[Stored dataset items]

*****

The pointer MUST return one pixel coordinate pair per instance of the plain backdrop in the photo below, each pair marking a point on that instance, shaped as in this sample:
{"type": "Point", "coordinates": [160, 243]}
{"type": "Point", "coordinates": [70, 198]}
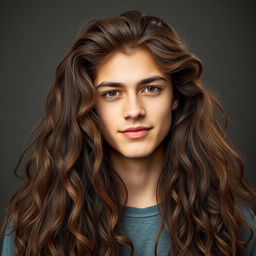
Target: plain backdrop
{"type": "Point", "coordinates": [35, 35]}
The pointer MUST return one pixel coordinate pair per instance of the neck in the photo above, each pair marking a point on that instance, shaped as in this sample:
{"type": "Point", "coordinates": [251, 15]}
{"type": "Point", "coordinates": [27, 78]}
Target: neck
{"type": "Point", "coordinates": [140, 176]}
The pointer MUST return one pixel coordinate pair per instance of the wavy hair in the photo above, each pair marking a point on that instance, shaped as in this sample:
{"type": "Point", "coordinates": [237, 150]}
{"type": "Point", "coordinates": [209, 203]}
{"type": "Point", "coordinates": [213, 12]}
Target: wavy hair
{"type": "Point", "coordinates": [70, 204]}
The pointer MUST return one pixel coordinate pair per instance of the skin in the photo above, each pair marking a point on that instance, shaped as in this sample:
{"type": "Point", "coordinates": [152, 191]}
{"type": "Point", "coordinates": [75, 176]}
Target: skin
{"type": "Point", "coordinates": [137, 161]}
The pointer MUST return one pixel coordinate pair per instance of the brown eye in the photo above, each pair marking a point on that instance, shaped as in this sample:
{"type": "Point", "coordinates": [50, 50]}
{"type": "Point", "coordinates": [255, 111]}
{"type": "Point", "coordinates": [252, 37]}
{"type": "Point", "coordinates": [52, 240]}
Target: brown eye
{"type": "Point", "coordinates": [153, 89]}
{"type": "Point", "coordinates": [111, 93]}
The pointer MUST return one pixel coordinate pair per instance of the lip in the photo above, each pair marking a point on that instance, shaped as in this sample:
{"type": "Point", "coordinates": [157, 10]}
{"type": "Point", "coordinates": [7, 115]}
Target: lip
{"type": "Point", "coordinates": [138, 128]}
{"type": "Point", "coordinates": [136, 134]}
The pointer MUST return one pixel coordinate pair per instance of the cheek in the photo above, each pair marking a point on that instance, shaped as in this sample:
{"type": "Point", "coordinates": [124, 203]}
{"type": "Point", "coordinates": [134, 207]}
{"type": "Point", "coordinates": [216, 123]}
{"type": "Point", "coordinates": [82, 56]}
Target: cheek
{"type": "Point", "coordinates": [161, 110]}
{"type": "Point", "coordinates": [107, 116]}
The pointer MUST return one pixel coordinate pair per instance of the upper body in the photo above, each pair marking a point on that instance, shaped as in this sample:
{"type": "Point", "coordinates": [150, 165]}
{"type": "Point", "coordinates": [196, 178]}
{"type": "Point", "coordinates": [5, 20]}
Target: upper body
{"type": "Point", "coordinates": [141, 225]}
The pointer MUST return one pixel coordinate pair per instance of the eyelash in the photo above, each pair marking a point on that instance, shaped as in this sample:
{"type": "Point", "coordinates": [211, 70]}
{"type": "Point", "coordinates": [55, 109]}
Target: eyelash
{"type": "Point", "coordinates": [104, 95]}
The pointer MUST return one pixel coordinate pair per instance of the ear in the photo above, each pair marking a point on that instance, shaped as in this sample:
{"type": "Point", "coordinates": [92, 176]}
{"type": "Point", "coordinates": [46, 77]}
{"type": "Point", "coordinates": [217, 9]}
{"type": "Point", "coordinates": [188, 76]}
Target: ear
{"type": "Point", "coordinates": [175, 103]}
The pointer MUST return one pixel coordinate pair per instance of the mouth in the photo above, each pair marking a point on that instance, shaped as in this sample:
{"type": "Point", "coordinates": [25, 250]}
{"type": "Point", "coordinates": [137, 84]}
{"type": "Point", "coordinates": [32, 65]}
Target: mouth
{"type": "Point", "coordinates": [136, 134]}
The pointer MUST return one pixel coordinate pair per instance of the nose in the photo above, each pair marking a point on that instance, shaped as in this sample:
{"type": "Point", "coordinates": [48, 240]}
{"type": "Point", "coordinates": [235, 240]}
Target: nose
{"type": "Point", "coordinates": [133, 108]}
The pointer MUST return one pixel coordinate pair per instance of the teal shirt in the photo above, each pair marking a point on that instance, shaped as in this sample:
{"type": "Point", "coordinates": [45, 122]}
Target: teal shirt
{"type": "Point", "coordinates": [141, 225]}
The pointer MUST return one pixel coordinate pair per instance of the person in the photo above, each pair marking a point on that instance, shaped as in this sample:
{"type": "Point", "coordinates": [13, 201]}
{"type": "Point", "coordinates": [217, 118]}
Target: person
{"type": "Point", "coordinates": [129, 157]}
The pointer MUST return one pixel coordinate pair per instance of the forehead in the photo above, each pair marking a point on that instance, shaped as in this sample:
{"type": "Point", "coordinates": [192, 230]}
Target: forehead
{"type": "Point", "coordinates": [130, 67]}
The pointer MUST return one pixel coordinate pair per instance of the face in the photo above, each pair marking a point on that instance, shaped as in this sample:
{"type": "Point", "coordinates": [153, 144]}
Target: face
{"type": "Point", "coordinates": [132, 92]}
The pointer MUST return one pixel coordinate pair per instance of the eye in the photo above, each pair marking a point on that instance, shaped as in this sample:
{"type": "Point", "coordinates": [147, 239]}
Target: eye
{"type": "Point", "coordinates": [153, 87]}
{"type": "Point", "coordinates": [110, 93]}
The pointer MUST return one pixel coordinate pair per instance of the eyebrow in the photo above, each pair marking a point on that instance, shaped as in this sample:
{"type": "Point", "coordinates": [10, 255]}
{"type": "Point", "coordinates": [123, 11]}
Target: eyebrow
{"type": "Point", "coordinates": [141, 82]}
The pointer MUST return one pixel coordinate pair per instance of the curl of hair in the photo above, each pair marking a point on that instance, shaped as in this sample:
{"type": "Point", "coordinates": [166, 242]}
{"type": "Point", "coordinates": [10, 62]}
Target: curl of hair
{"type": "Point", "coordinates": [70, 202]}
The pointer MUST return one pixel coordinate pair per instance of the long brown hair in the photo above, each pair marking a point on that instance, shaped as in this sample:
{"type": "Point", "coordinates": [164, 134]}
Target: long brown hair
{"type": "Point", "coordinates": [70, 202]}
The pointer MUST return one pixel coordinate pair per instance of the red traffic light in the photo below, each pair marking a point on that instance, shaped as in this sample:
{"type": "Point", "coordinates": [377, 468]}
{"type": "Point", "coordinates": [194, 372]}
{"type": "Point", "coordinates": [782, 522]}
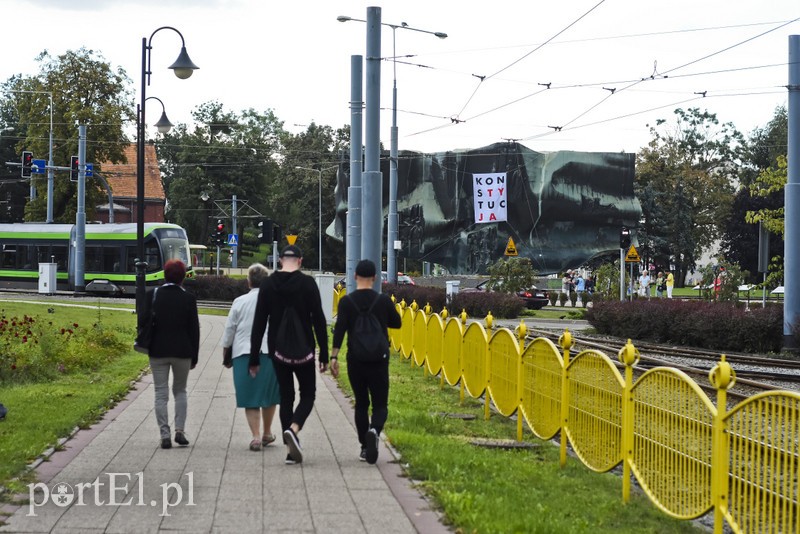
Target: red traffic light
{"type": "Point", "coordinates": [27, 163]}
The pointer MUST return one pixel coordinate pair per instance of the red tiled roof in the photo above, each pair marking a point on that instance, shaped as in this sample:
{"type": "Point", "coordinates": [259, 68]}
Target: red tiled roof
{"type": "Point", "coordinates": [122, 176]}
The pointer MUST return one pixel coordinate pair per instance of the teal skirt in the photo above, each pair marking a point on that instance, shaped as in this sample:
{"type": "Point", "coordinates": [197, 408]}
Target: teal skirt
{"type": "Point", "coordinates": [259, 392]}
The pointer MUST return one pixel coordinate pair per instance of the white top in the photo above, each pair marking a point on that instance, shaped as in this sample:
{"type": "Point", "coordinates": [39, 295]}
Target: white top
{"type": "Point", "coordinates": [240, 324]}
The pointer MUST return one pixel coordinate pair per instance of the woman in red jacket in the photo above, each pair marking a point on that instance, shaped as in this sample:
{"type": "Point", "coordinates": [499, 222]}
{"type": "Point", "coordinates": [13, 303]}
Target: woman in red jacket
{"type": "Point", "coordinates": [175, 346]}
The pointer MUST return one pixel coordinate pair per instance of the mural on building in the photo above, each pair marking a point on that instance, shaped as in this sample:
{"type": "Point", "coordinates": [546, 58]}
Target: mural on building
{"type": "Point", "coordinates": [563, 208]}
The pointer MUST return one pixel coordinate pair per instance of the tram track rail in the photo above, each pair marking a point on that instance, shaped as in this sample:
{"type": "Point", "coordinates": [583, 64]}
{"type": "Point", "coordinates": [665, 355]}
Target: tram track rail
{"type": "Point", "coordinates": [754, 374]}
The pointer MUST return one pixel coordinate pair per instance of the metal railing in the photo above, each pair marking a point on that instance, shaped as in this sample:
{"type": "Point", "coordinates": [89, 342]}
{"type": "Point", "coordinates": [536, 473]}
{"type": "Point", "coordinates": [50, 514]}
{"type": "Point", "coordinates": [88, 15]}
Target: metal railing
{"type": "Point", "coordinates": [691, 456]}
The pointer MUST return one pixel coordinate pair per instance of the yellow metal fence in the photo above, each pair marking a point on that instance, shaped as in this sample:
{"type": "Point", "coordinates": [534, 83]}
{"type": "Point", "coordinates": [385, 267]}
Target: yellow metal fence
{"type": "Point", "coordinates": [690, 455]}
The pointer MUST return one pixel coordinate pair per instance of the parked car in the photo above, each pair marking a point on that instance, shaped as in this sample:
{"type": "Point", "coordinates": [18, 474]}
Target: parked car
{"type": "Point", "coordinates": [533, 297]}
{"type": "Point", "coordinates": [402, 279]}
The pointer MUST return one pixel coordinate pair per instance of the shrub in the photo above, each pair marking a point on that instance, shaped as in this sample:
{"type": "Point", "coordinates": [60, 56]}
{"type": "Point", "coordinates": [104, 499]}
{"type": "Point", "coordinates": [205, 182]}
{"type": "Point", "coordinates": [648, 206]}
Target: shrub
{"type": "Point", "coordinates": [715, 326]}
{"type": "Point", "coordinates": [221, 288]}
{"type": "Point", "coordinates": [479, 304]}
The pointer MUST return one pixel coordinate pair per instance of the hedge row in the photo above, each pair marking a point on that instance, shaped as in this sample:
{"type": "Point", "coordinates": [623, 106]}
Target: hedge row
{"type": "Point", "coordinates": [710, 325]}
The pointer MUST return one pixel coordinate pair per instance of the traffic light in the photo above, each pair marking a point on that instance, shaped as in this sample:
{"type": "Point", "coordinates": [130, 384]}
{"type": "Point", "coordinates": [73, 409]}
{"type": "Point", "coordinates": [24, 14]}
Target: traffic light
{"type": "Point", "coordinates": [219, 235]}
{"type": "Point", "coordinates": [624, 238]}
{"type": "Point", "coordinates": [265, 230]}
{"type": "Point", "coordinates": [73, 168]}
{"type": "Point", "coordinates": [27, 164]}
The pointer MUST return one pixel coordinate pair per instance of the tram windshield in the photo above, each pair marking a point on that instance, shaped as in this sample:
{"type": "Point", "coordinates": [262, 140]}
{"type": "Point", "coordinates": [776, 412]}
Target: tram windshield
{"type": "Point", "coordinates": [174, 246]}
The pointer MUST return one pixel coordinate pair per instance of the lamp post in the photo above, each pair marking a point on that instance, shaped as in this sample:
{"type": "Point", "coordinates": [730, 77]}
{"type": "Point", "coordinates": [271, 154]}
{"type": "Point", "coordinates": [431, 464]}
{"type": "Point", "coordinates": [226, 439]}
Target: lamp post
{"type": "Point", "coordinates": [393, 222]}
{"type": "Point", "coordinates": [319, 172]}
{"type": "Point", "coordinates": [183, 68]}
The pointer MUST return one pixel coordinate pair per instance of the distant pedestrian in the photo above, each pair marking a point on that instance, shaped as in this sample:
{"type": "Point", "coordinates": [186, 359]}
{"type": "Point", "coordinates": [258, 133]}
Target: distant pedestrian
{"type": "Point", "coordinates": [644, 284]}
{"type": "Point", "coordinates": [368, 373]}
{"type": "Point", "coordinates": [283, 290]}
{"type": "Point", "coordinates": [661, 285]}
{"type": "Point", "coordinates": [670, 283]}
{"type": "Point", "coordinates": [259, 395]}
{"type": "Point", "coordinates": [175, 347]}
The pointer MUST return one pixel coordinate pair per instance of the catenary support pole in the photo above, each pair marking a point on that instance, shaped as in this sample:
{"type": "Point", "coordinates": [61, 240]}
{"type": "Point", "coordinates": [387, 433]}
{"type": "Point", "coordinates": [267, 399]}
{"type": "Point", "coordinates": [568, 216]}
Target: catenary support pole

*****

**Directions for this task**
Find the line containing "of the catenary". Reproduce it exactly, along with every line after it through the last.

**Output of the task**
The pointer MUST return one pixel coordinate pair per instance of the catenary support pole in the photo above, each pair marking a point on that instance, shaped as in this sample:
{"type": "Point", "coordinates": [61, 240]}
{"type": "Point", "coordinates": [387, 433]}
{"type": "Point", "coordinates": [267, 399]}
{"type": "Point", "coordinates": [568, 216]}
Target: catenary support pole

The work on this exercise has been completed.